> _INSTRUCTIONS FOR THE TASK_
Which lines in the records below contain the word "every"? Show each of those lines in full.
[Opening GIVEN RECORDS section]
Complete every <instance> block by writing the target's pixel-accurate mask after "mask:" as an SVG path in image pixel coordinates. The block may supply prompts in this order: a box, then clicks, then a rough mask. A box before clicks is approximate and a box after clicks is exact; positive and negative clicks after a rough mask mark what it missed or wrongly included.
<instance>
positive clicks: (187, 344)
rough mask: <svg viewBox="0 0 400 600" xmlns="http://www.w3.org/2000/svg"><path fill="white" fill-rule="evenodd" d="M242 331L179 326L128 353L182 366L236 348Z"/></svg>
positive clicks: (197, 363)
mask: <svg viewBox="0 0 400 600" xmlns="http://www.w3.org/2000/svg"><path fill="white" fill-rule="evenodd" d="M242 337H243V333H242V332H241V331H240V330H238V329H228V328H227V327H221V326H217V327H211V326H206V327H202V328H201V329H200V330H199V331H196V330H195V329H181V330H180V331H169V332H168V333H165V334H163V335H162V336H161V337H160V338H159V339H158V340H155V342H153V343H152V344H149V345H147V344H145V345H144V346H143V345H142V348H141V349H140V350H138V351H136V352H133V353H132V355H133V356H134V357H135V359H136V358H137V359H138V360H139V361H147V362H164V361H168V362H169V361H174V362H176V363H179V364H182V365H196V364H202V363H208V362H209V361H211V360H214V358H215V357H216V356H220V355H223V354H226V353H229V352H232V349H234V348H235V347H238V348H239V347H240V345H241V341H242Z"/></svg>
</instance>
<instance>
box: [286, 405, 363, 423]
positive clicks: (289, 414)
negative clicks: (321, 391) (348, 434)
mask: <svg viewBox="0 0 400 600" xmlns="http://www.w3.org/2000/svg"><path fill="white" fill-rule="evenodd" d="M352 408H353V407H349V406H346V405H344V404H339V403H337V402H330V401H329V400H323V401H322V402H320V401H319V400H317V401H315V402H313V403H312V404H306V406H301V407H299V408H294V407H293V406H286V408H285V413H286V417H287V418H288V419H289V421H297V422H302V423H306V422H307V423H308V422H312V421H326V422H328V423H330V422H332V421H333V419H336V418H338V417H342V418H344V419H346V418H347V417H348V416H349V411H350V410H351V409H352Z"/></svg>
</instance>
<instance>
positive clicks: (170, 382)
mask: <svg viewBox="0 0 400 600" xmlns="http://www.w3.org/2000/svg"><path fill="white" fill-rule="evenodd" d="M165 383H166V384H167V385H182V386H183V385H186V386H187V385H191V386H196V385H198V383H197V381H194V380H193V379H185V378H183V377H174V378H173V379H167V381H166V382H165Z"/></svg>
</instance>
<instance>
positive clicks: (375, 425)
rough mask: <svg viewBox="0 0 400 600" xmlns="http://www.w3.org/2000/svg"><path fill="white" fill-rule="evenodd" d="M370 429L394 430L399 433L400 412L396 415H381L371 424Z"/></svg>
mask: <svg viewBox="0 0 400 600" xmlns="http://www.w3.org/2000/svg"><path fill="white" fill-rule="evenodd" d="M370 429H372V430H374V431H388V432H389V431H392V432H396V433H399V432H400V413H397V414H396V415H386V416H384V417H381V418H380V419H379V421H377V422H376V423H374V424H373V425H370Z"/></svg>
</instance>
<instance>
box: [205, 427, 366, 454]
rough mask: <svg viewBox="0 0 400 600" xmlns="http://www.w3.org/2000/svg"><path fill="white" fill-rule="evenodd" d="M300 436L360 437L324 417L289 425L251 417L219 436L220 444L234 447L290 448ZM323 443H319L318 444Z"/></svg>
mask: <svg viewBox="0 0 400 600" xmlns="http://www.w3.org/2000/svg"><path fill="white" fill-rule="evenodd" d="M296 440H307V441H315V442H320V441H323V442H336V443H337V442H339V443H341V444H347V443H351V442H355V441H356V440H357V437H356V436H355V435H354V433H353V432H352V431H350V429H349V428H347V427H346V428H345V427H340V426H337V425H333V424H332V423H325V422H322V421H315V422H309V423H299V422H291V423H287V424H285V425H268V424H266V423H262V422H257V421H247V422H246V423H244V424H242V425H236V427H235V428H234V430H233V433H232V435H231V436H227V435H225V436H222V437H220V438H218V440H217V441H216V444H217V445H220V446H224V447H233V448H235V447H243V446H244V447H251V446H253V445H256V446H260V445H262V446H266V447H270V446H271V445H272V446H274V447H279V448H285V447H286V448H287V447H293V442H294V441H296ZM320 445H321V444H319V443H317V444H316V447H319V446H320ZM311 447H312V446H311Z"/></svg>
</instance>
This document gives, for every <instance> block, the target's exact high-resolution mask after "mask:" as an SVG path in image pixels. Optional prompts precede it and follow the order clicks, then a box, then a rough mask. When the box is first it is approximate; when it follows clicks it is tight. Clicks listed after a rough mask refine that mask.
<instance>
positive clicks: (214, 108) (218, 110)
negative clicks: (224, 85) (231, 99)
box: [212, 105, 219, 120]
[Closing GIVEN RECORDS section]
> _OUTPUT BELOW_
Complete every <instance> block by writing the target's pixel-accurate mask after "mask:" as an SVG path in image pixel coordinates. The block may supply prompts in this order: a box, then clicks, then a rough mask. A box before clicks is approximate and a box after clicks is exact; positive and negative clicks after a rough mask mark what it missed or wrongly included.
This document gives, for every <instance> block, the target's exact high-resolution mask after "mask:" as an SVG path in image pixels. Optional prompts precede it and follow the order clicks, then a box, then a rough mask. When the box is first it is approximate; when it follows clicks it is tight. Clicks listed after a rough mask refine that mask.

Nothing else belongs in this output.